**ABOUT THIS TASK**
Every entry must come back exactly as it was given.

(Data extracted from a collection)

····················

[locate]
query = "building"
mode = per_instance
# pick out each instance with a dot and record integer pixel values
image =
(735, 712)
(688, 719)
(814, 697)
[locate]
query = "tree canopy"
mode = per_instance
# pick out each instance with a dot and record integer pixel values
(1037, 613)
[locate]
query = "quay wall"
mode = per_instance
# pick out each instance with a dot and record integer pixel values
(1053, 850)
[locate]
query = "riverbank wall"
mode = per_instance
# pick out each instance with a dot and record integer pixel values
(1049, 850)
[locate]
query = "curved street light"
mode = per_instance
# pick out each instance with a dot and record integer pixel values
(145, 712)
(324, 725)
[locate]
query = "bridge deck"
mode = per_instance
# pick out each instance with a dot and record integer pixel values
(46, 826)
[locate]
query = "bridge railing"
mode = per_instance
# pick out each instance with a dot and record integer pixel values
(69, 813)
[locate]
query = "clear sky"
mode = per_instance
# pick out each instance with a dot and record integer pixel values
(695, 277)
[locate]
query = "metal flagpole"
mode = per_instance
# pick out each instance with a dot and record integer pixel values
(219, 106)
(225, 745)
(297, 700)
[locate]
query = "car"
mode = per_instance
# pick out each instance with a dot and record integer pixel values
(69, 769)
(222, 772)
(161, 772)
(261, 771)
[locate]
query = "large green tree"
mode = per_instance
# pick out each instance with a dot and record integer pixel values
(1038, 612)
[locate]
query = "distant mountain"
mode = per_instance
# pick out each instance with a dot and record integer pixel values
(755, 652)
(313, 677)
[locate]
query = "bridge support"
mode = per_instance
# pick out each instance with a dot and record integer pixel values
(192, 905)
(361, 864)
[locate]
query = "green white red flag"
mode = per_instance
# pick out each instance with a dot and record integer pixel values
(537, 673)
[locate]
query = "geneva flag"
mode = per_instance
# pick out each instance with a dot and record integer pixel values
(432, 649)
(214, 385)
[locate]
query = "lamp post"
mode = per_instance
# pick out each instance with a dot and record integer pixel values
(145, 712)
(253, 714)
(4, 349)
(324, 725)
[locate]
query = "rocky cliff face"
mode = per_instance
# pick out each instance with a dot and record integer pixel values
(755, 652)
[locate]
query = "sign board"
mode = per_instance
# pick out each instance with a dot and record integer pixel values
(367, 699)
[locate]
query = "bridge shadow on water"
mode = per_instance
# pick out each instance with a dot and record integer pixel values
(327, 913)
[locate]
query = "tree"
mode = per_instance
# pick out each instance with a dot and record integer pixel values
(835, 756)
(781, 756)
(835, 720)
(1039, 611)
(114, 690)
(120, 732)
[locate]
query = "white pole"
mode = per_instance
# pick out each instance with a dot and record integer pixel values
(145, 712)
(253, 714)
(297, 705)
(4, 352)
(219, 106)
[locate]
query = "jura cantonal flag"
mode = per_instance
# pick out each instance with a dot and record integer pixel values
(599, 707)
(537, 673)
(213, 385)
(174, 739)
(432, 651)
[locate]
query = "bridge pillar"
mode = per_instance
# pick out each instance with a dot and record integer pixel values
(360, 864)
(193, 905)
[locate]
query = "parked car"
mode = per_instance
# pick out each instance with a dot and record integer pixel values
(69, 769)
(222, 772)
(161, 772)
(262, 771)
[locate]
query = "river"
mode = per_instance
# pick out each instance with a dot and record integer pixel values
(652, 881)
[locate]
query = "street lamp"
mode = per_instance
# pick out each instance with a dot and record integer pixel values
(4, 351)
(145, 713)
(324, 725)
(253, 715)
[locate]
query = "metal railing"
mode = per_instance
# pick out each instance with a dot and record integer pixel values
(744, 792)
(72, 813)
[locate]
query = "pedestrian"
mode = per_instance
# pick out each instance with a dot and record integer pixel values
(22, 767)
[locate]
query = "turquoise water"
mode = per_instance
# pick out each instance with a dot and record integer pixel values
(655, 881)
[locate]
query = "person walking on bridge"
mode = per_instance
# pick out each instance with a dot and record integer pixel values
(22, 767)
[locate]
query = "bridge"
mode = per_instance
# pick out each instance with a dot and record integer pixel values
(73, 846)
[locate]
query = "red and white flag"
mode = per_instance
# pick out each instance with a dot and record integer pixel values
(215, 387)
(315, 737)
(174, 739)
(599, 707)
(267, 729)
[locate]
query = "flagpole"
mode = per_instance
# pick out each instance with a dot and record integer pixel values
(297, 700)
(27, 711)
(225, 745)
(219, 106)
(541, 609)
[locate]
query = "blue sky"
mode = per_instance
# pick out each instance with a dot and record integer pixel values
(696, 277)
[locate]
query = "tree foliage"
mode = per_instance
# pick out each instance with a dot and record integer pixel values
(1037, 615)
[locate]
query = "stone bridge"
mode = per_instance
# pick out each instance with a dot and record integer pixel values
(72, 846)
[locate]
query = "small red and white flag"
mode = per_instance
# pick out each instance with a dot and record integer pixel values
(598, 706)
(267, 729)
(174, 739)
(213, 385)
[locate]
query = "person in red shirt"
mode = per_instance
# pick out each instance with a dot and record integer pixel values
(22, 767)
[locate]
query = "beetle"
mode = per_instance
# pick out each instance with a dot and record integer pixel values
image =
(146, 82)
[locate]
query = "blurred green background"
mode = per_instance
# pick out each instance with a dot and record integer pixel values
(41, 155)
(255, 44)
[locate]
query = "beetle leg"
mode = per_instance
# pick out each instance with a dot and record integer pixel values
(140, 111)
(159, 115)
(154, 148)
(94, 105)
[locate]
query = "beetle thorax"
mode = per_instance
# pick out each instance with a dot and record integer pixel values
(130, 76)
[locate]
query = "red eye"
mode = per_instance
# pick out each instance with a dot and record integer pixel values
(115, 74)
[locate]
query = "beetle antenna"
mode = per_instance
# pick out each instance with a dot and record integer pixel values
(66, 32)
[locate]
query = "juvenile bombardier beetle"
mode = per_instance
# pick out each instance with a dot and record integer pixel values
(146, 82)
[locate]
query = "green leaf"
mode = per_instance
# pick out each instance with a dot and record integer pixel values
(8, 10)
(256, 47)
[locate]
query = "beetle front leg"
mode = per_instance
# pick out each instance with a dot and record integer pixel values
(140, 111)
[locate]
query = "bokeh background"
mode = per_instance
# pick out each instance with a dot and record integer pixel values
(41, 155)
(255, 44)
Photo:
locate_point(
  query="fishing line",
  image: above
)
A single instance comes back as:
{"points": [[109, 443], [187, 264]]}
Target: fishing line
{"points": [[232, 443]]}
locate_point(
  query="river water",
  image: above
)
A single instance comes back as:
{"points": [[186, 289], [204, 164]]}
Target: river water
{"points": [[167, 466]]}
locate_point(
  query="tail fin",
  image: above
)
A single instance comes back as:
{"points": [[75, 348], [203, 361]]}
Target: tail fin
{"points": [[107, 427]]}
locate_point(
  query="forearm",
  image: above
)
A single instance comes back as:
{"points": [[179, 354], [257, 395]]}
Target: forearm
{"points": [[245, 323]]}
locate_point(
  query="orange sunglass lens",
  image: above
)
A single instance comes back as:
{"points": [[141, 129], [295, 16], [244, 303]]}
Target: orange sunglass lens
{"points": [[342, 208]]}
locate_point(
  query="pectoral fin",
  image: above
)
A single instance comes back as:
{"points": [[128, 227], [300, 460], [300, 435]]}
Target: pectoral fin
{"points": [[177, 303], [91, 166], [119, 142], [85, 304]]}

····················

**RESULT FOR THIS TASK**
[locate]
query = "building"
mode = per_instance
# pick out each instance with a dot and record integer pixel values
image =
(735, 712)
(688, 719)
(814, 697)
[locate]
query = "tree canopy"
mode = per_instance
# pick out each instance with a dot and record integer pixel values
(1037, 613)
[locate]
query = "quay wall"
mode = per_instance
# pick out each instance with a dot and record integer pixel values
(1053, 850)
[locate]
query = "riverbank wall"
mode = per_instance
# pick out each instance with a dot and record integer pixel values
(1049, 850)
[locate]
query = "curved street light"
mode = per_instance
# pick out each instance with a dot and record integer pixel values
(145, 712)
(324, 725)
[locate]
query = "bridge deck"
mode = per_instance
# pick out each instance with a dot and record integer pixel values
(46, 826)
[locate]
query = "bridge railing"
mode = per_instance
# pick out each instance with a dot and record integer pixel values
(69, 813)
[locate]
query = "clear sky"
mode = per_instance
# pick out each instance with a dot and record integer pixel values
(695, 277)
[locate]
query = "metal flagpole"
mode = per_instance
# pick out each instance with a dot and record integer pixel values
(219, 106)
(225, 745)
(297, 700)
[locate]
query = "car"
mode = per_instance
# pick out each instance with a dot and record integer pixel values
(69, 769)
(222, 772)
(161, 772)
(261, 771)
[locate]
query = "large green tree"
mode = per_instance
# pick out each instance with a dot and record integer pixel values
(1038, 612)
[locate]
query = "distant mountain"
mode = per_instance
# pick out each instance with a dot and record integer pixel values
(755, 652)
(313, 677)
[locate]
query = "bridge support"
mode = per_instance
# pick out each instance with a dot and record integer pixel values
(192, 905)
(361, 864)
[locate]
query = "green white red flag"
mode = per_instance
# pick out each instance with a dot and record integer pixel values
(537, 673)
[locate]
query = "geneva flag"
mode = per_instance
# pick out each instance with a dot and record integer pixel values
(432, 649)
(214, 385)
[locate]
query = "lamp post"
mode = per_instance
# pick out each instance with a dot and record integer pixel values
(145, 712)
(253, 714)
(4, 349)
(324, 725)
[locate]
query = "rocky cliff face"
mode = per_instance
# pick out each instance with a dot and record integer pixel values
(755, 652)
[locate]
query = "sign board"
mode = per_instance
# pick out each instance with a dot and record integer pixel values
(367, 699)
[locate]
query = "bridge shadow on water"
mode = per_instance
# pick out each instance with a dot and record integer pixel values
(327, 913)
[locate]
query = "tree"
mode = per_instance
# pick out each instance with a dot and record integer pixel values
(835, 756)
(781, 756)
(835, 720)
(1039, 611)
(114, 690)
(120, 732)
[locate]
query = "white pole"
mode = per_instance
# pick out each instance with a dot and record integer pixel values
(145, 712)
(253, 714)
(297, 705)
(4, 352)
(219, 106)
[locate]
query = "jura cantonal flag"
mode = per_instance
# pick out each instance with a dot and record integer pixel values
(599, 707)
(537, 673)
(213, 385)
(174, 739)
(432, 651)
[locate]
query = "bridge pillar"
mode = per_instance
# pick out each instance with a dot and record integer pixel values
(360, 864)
(193, 905)
[locate]
query = "parked car"
mode = per_instance
# pick out each instance with a dot and record integer pixel values
(69, 769)
(222, 772)
(161, 772)
(262, 771)
[locate]
query = "river"
mode = per_instance
# pick out each instance with a dot and record integer pixel values
(652, 881)
[locate]
query = "street lamp"
mode = per_instance
# pick out each instance with a dot and record integer pixel values
(4, 351)
(145, 713)
(324, 725)
(253, 715)
[locate]
query = "metal railing"
mode = per_instance
# pick out each instance with a dot and record integer pixel values
(744, 792)
(72, 813)
[locate]
query = "pedestrian"
mode = per_instance
# pick out each instance with a dot and record integer pixel values
(22, 767)
[locate]
query = "turquoise water"
mode = per_instance
# pick out each instance with a dot and record integer pixel values
(655, 881)
[locate]
query = "person walking on bridge"
mode = per_instance
# pick out each instance with a dot and record integer pixel values
(22, 767)
[locate]
query = "bridge"
mode = per_instance
# pick out each instance with a dot and record integer pixel values
(73, 846)
[locate]
query = "red and white flag"
mode = per_instance
# pick out each instance with a dot and record integer pixel values
(215, 387)
(315, 737)
(174, 739)
(599, 707)
(267, 729)
[locate]
query = "flagpole"
mode = per_instance
# pick out each instance with a dot and record integer pixel values
(297, 700)
(27, 711)
(225, 745)
(219, 106)
(541, 609)
[locate]
query = "blue sky"
mode = per_instance
# pick out each instance with a dot and record integer pixel values
(696, 277)
[locate]
query = "tree foliage"
mode = per_instance
# pick out each instance with a dot and record integer pixel values
(1037, 615)
[locate]
query = "stone bridge"
mode = per_instance
# pick out each instance with a dot and record integer pixel values
(72, 846)
[locate]
query = "small red and white flag"
mode = per_instance
# pick out each instance with a dot and record integer pixel values
(598, 706)
(267, 729)
(174, 739)
(213, 385)
[locate]
query = "person in red shirt"
mode = per_instance
# pick out each instance with a dot and record integer pixel values
(22, 767)
[locate]
query = "beetle"
mode = per_instance
# pick out each instance with a dot and record integer pixel values
image =
(146, 82)
[locate]
query = "blurred green background"
mode = per_instance
# pick out each instance with a dot and record integer pixel values
(41, 155)
(255, 44)
[locate]
query = "beetle leg"
mode = per_instance
# pick out each instance with a dot and record integer pixel values
(140, 111)
(159, 115)
(154, 148)
(94, 105)
[locate]
query = "beetle thorax"
mode = per_instance
# pick out each instance with a dot and record integer pixel values
(130, 76)
[locate]
query = "red eye"
mode = per_instance
# pick out each instance with a dot and record integer pixel values
(115, 74)
[locate]
query = "beetle antenna"
mode = per_instance
# pick out each instance with a dot and record integer pixel values
(66, 32)
[locate]
query = "juvenile bombardier beetle"
mode = per_instance
# pick out each instance with a dot and record integer pixel values
(146, 82)
[locate]
query = "green leaf"
mode = per_instance
# pick out each instance with a dot and record integer pixel values
(8, 10)
(256, 47)
[locate]
query = "beetle front leg"
mode = per_instance
# pick out each instance with a dot and record integer pixel values
(140, 111)
[locate]
query = "bokeh background"
mode = per_instance
# pick out each instance with a dot and record integer pixel values
(41, 155)
(255, 44)
Photo:
locate_point(
  query="fishing line",
  image: above
)
A single instance comes back as:
{"points": [[109, 443], [187, 264]]}
Target: fishing line
{"points": [[232, 443]]}
locate_point(
  query="river water",
  image: above
)
A single instance comes back as:
{"points": [[186, 289], [204, 164]]}
Target: river water
{"points": [[167, 466]]}
locate_point(
  query="tail fin",
  image: above
)
A single instance comes back as:
{"points": [[75, 348], [203, 361]]}
Target: tail fin
{"points": [[107, 427]]}
locate_point(
  query="forearm",
  image: above
)
A single instance comes back as:
{"points": [[179, 354], [257, 395]]}
Target: forearm
{"points": [[245, 323]]}
locate_point(
  query="orange sunglass lens",
  image: above
)
A single instance comes back as:
{"points": [[141, 129], [295, 16], [244, 303]]}
Target: orange sunglass lens
{"points": [[342, 208]]}
locate_point(
  query="pectoral fin",
  image: above
)
A single instance comes back as:
{"points": [[128, 227], [300, 460], [300, 435]]}
Target: pectoral fin
{"points": [[177, 303], [91, 166], [119, 142], [85, 304]]}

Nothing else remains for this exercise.